▸ The task
Below are entries to be transcribed exactly; exclude the pictures from the copy.

-- BEGIN Dataset extract --

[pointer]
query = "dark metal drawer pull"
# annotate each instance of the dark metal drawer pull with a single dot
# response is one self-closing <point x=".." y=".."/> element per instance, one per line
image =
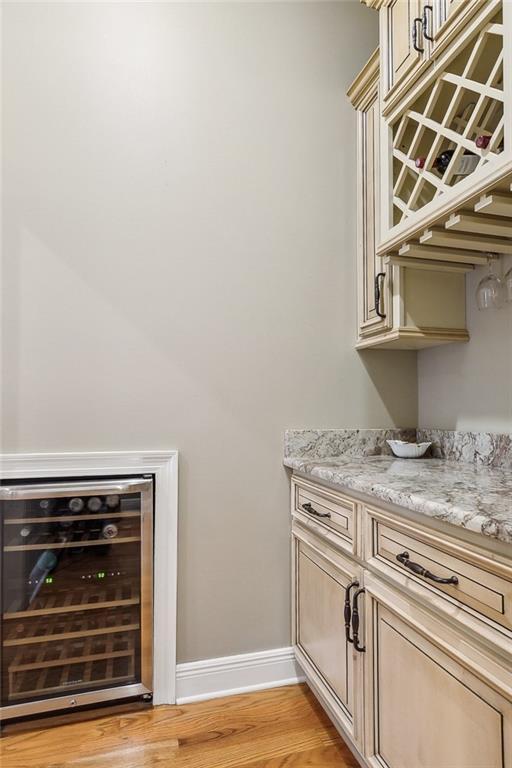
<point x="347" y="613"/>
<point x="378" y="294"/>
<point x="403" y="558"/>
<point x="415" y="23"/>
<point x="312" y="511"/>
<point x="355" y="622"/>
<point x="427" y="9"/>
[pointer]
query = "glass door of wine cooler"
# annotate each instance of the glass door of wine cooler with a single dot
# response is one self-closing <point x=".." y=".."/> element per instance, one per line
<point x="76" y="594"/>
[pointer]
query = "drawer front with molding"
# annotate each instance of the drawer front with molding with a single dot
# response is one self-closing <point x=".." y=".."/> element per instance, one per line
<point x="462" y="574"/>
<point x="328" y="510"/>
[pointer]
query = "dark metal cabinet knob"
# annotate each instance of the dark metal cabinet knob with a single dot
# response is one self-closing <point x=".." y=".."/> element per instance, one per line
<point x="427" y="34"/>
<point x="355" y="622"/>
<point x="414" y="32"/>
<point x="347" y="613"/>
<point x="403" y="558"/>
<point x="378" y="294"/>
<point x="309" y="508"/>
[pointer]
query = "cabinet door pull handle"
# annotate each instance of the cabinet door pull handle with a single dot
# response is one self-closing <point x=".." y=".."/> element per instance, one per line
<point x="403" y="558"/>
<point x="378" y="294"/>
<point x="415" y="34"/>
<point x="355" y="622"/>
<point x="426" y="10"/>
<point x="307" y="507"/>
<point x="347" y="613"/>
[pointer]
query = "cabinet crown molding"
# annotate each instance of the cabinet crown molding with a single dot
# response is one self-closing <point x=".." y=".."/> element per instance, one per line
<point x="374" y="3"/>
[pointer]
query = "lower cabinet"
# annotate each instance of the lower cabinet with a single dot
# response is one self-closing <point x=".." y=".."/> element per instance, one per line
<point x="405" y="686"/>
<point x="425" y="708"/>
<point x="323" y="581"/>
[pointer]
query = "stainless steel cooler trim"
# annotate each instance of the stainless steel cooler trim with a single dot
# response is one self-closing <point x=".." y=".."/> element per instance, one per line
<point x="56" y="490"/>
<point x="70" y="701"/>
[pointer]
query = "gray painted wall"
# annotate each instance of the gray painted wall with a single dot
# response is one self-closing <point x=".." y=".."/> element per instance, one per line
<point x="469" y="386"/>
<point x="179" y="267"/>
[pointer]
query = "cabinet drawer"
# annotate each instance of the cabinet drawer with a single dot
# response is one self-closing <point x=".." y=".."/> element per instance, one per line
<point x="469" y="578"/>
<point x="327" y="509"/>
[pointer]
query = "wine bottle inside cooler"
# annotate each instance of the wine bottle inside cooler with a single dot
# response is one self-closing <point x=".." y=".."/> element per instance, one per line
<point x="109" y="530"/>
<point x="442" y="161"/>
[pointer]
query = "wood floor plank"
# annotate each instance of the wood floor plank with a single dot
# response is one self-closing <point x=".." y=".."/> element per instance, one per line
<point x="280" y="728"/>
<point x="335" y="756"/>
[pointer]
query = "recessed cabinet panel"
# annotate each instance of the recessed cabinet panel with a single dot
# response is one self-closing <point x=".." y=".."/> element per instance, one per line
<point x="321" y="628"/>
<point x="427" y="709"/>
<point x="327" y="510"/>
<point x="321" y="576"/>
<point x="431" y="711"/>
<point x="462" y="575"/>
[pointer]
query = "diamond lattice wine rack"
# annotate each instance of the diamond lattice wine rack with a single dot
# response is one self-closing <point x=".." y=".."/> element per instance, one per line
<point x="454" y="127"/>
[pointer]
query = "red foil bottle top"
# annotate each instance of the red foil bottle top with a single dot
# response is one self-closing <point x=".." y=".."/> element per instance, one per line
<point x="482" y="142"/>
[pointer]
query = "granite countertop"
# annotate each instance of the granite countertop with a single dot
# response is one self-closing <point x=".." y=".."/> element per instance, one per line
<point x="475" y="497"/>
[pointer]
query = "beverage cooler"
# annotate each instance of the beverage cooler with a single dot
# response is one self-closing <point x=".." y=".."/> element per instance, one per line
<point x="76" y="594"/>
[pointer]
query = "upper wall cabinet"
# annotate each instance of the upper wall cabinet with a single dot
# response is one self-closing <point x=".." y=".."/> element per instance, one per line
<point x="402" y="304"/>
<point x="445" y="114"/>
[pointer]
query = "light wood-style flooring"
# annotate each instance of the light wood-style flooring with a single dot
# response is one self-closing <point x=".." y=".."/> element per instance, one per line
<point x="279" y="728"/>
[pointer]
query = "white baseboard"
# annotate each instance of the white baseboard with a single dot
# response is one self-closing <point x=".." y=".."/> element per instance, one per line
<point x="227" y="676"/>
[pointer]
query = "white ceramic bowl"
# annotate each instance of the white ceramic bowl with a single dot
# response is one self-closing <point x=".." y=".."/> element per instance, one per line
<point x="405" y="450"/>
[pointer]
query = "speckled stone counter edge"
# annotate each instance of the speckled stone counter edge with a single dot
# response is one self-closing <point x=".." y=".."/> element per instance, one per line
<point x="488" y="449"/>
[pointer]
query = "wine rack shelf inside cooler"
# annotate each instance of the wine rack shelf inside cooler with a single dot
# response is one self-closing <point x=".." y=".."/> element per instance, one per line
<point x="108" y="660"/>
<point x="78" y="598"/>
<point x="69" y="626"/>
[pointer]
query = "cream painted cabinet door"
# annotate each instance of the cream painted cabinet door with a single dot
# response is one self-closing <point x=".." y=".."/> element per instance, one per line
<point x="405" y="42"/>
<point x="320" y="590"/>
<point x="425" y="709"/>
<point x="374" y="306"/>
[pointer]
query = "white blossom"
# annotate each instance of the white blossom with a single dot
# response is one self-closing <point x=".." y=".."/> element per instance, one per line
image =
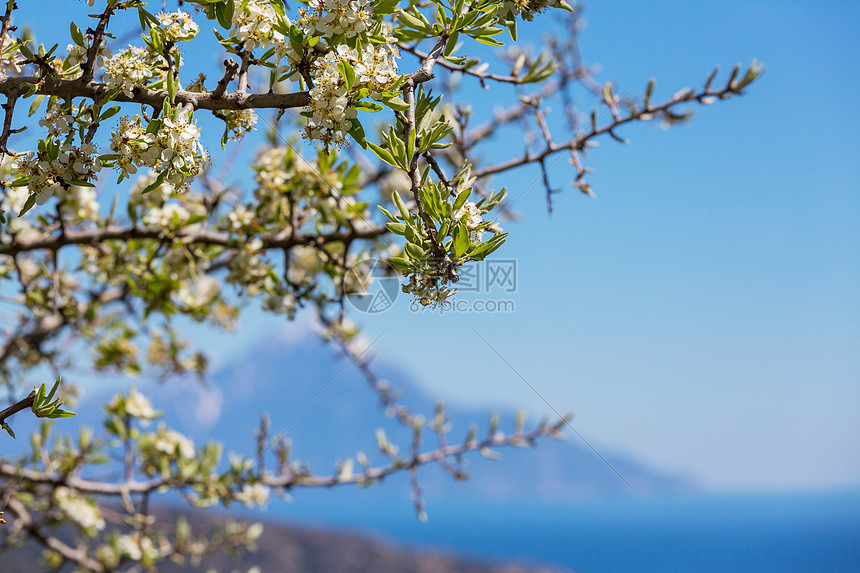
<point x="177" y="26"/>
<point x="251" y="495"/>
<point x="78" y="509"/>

-- END Dataset extract --

▸ Full solution
[pointer]
query = "dark metal drawer pull"
# annotate each instance of the dark metal drawer pull with a single dot
# response is one self-closing <point x=".." y=".."/> element per instance, one per line
image =
<point x="347" y="613"/>
<point x="378" y="294"/>
<point x="403" y="558"/>
<point x="415" y="23"/>
<point x="312" y="511"/>
<point x="355" y="622"/>
<point x="427" y="9"/>
[pointer]
query = "glass door of wine cooler"
# annotate each instance of the glass door of wine cooler with a single dot
# response is one self-closing <point x=".." y=".."/> element per instance, one per line
<point x="76" y="594"/>
[pointer]
query = "drawer front with molding"
# annotate each instance of the drawer front with molding with a single dot
# response is one self-closing <point x=".." y=".."/> element per instance, one per line
<point x="462" y="574"/>
<point x="328" y="510"/>
[pointer]
query = "dark metal cabinet knob"
# annotate each instance of the dark metal cabinet knob with a single dot
# response is one self-closing <point x=".." y=".."/> element per instance, one per line
<point x="427" y="34"/>
<point x="355" y="622"/>
<point x="414" y="32"/>
<point x="347" y="613"/>
<point x="403" y="558"/>
<point x="378" y="294"/>
<point x="309" y="508"/>
[pointer]
query = "cabinet door pull handle"
# annotate each instance of the cabinet door pull handle with a single dot
# response is one self-closing <point x=".." y=".."/> element per instance, one per line
<point x="403" y="558"/>
<point x="378" y="294"/>
<point x="415" y="34"/>
<point x="355" y="622"/>
<point x="426" y="10"/>
<point x="307" y="507"/>
<point x="347" y="613"/>
[pointer]
query = "cabinet crown molding"
# annotate each instance of the cabinet crown molding with a single dot
# response is one self-closing <point x=".." y=".."/> element per instance, one per line
<point x="374" y="3"/>
[pointer]
query = "lower cabinet"
# annotate each instance of the lower cabinet with a single dot
# response is one self-closing <point x=".." y=".."/> element per instance, one per line
<point x="405" y="686"/>
<point x="425" y="708"/>
<point x="323" y="581"/>
[pointer]
query = "stainless steel cooler trim"
# annotate each instance of the stainless steel cooler trim with a single dot
# response is one self-closing <point x=".." y=".."/> element per instance, one per line
<point x="56" y="490"/>
<point x="70" y="701"/>
[pointer]
query = "gray painted wall"
# annotate each instance of the gray painted wall with a single dot
# response is one self-closing <point x=".." y=".."/> element per instance, one per line
<point x="469" y="386"/>
<point x="179" y="267"/>
[pointer]
query = "cabinet drawer"
# annotate each instance of the cabinet drawer with a single dot
# response is one self-closing <point x=".." y=".."/> element per instance, one per line
<point x="469" y="578"/>
<point x="327" y="509"/>
[pointer]
query = "wine bottle inside cooler"
# annotate each instance of the wine bottle inside cooler with a single dot
# response is one self-closing <point x=".." y=".."/> element per instance, one per line
<point x="109" y="530"/>
<point x="442" y="161"/>
[pointer]
query = "wood floor plank"
# annotate each instance of the wood floor plank with a single dot
# response is one self-closing <point x=".." y=".."/> element per instance, one per line
<point x="280" y="728"/>
<point x="335" y="756"/>
[pointer]
query = "recessed cabinet panel"
# annotate each instance of the recessed cabinet panel with a single dot
# response is one self-closing <point x=".." y=".."/> element per instance, one per line
<point x="321" y="628"/>
<point x="427" y="709"/>
<point x="327" y="510"/>
<point x="321" y="576"/>
<point x="431" y="711"/>
<point x="462" y="575"/>
[pointer]
query = "diamond lattice wine rack"
# annotate each instance of the diamond lattice wine rack with a single dot
# response is one self-closing <point x=".." y=".."/> element per instance, one per line
<point x="454" y="127"/>
[pointer]
query = "red foil bottle top"
# annotate each instance of the red foil bottle top with a single dot
# response is one self-closing <point x=".." y=".."/> element per instance, one per line
<point x="482" y="142"/>
[pointer]
query = "granite countertop"
# annotate each instance of the granite countertop with a single dot
# response is one self-closing <point x=".." y=".."/> element per instance, one per line
<point x="475" y="497"/>
[pointer]
query = "beverage cooler"
# annotate each instance of the beverage cooler with a single dot
# response is one self-closing <point x=".." y=".."/> element per instance, one per line
<point x="76" y="594"/>
[pointer]
query = "upper wall cabinet"
# annotate each instance of the upper wall cabinet with a single dot
# response is one self-closing <point x=".." y=".."/> element per instance, one per line
<point x="402" y="304"/>
<point x="445" y="114"/>
[pointer]
query = "light wood-style flooring"
# annotate each instance of the light wood-style flooring with a single dot
# response is one self-closing <point x=".." y=".."/> element per instance, one per line
<point x="279" y="728"/>
[pointer]
query = "white baseboard"
# annotate each instance of the white baseboard with a single dot
# response is one self-closing <point x=".." y=".."/> element per instance, one per line
<point x="227" y="676"/>
[pointer]
query = "white ceramic bowl"
# annotate each instance of the white ceramic bowl with a single dot
# response is one self-closing <point x=".." y=".."/> element per instance, one per line
<point x="405" y="450"/>
[pointer]
query = "speckled stone counter edge"
# annotate each instance of the speckled stone counter edge with a single dot
# response is one self-closing <point x=".." y=".."/> element per instance, one per line
<point x="488" y="449"/>
[pointer]
query = "wine rack shelf inside cooler"
# annotate each instance of the wine rack shelf inside cooler with a single dot
# response is one self-closing <point x=".." y=".."/> element per instance, one per line
<point x="108" y="660"/>
<point x="78" y="598"/>
<point x="69" y="626"/>
[pointer]
query = "cream painted cabinet door"
# annotate each instance of the cream painted cabinet door with a single dot
# response is one self-closing <point x=".." y=".."/> element per instance, one per line
<point x="405" y="42"/>
<point x="320" y="590"/>
<point x="425" y="709"/>
<point x="374" y="306"/>
[pointer]
query = "white blossom"
# annotate each instance of the white blossom with a single dot
# response is one self-closing <point x=".." y=".."/> element per instance, one per line
image =
<point x="177" y="26"/>
<point x="251" y="495"/>
<point x="78" y="509"/>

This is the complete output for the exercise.